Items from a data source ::
+-------+

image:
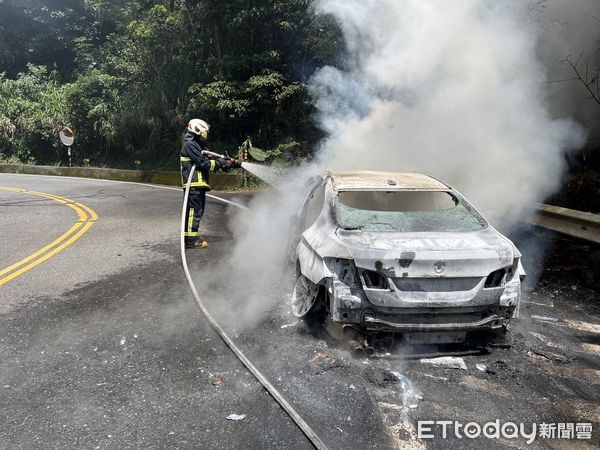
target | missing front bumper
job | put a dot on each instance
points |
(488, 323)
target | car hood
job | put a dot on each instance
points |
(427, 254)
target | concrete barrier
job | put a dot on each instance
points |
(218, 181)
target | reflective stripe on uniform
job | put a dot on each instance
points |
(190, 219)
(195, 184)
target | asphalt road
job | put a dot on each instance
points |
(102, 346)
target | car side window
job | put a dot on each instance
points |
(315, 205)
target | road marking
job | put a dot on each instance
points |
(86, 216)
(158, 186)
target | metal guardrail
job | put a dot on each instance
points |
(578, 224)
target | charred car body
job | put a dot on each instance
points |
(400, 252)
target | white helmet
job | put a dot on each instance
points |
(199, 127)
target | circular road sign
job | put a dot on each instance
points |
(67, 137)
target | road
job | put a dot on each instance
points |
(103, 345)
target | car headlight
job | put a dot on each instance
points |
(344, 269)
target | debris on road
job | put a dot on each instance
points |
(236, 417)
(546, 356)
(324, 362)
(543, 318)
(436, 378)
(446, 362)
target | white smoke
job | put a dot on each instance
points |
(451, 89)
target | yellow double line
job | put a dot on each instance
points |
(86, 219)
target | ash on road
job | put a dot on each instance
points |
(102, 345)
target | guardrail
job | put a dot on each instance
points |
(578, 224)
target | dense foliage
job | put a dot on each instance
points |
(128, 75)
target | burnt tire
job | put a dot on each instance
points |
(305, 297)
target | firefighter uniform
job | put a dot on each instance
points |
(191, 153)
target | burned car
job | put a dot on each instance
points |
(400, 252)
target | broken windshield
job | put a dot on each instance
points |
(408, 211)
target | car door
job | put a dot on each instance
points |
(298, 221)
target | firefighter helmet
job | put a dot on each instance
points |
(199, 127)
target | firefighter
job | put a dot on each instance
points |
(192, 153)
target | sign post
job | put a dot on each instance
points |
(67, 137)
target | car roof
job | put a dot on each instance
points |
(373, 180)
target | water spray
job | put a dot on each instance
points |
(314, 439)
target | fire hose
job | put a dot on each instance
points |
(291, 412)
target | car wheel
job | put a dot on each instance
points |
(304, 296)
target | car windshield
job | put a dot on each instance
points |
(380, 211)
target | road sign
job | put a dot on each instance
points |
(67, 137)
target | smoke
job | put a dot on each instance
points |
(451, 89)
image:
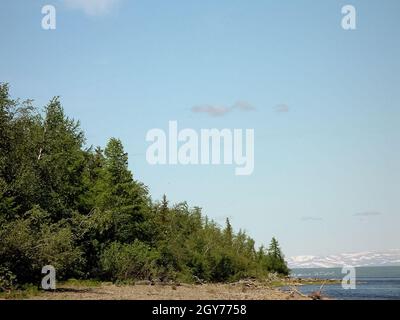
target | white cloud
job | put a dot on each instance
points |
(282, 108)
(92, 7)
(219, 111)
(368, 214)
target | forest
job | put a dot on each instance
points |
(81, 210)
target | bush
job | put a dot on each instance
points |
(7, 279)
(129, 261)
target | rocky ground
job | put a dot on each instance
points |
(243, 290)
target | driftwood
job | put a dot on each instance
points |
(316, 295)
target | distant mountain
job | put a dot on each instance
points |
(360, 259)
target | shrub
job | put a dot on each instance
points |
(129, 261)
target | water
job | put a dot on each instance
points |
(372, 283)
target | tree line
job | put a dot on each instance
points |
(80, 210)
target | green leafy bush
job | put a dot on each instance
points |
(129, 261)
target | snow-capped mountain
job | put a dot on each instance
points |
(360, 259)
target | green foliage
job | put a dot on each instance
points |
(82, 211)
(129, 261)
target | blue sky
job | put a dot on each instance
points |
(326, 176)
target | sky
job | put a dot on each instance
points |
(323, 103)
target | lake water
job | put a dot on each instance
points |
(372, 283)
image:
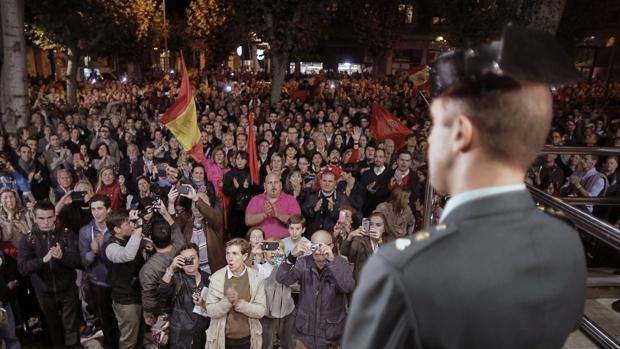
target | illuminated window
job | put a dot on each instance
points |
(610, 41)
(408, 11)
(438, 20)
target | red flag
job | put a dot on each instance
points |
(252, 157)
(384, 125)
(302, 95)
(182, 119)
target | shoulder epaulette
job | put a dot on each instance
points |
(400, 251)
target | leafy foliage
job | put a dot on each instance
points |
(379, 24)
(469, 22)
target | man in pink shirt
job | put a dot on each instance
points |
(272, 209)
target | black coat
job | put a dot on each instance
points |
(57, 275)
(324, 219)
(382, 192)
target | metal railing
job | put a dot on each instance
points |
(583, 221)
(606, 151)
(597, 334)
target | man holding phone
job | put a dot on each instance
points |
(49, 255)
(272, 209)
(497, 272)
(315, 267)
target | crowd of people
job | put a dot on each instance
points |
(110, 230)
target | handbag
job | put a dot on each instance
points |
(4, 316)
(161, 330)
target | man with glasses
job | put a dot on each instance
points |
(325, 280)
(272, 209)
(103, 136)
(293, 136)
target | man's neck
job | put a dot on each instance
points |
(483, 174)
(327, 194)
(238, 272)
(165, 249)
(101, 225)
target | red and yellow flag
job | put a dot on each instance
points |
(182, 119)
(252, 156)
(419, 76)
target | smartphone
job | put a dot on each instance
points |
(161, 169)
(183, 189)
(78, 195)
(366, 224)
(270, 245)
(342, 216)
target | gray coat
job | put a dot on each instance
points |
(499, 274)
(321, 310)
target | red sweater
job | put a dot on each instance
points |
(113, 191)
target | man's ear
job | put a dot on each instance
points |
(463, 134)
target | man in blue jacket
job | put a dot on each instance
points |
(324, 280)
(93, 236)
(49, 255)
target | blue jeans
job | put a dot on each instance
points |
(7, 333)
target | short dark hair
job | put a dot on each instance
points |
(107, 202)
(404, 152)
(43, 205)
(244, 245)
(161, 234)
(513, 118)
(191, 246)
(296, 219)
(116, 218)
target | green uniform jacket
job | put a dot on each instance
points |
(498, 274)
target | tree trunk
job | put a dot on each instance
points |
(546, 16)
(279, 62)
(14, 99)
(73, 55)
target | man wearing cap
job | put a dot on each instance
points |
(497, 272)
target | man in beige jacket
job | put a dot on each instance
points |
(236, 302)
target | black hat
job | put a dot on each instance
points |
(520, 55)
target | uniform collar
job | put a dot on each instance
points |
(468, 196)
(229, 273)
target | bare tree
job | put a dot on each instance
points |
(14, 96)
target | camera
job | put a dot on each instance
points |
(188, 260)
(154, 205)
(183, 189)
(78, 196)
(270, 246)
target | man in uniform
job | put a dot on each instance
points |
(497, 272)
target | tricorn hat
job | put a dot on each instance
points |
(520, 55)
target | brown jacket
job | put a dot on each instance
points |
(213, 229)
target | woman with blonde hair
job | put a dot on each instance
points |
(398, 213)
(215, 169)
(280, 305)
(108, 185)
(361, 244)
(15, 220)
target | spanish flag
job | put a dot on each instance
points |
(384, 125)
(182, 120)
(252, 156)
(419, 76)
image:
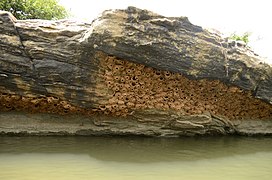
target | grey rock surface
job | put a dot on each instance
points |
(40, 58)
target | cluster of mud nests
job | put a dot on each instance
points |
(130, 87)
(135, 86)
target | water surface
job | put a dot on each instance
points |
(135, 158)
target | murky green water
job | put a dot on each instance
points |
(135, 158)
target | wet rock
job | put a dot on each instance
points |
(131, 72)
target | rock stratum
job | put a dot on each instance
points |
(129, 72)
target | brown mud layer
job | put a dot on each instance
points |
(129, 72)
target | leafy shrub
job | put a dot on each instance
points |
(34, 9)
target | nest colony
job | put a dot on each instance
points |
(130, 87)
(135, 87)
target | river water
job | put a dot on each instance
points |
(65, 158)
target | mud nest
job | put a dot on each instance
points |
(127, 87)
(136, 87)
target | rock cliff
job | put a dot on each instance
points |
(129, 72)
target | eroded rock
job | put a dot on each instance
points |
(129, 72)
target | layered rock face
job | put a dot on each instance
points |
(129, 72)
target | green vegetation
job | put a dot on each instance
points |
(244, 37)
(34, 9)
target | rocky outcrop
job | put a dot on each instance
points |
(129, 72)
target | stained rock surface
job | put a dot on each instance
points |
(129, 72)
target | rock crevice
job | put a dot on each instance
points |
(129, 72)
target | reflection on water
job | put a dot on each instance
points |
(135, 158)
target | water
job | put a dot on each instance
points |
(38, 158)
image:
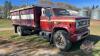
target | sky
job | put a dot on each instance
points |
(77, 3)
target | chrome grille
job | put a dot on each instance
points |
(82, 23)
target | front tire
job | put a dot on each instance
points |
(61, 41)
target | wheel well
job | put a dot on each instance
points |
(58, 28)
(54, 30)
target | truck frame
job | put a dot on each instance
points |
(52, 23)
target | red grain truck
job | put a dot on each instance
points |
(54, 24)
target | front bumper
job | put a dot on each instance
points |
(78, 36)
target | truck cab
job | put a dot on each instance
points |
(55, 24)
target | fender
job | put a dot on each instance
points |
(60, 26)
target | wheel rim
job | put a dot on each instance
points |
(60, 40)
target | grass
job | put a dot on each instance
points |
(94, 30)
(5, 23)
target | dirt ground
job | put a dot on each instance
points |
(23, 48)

+-------+

TASK BRIEF :: The lines to copy are those above that contain "road".

RESPONSE AREA ::
target | asphalt road
target | road marking
target | circular road sign
target | road
target | debris on road
target | ash on road
target | road sign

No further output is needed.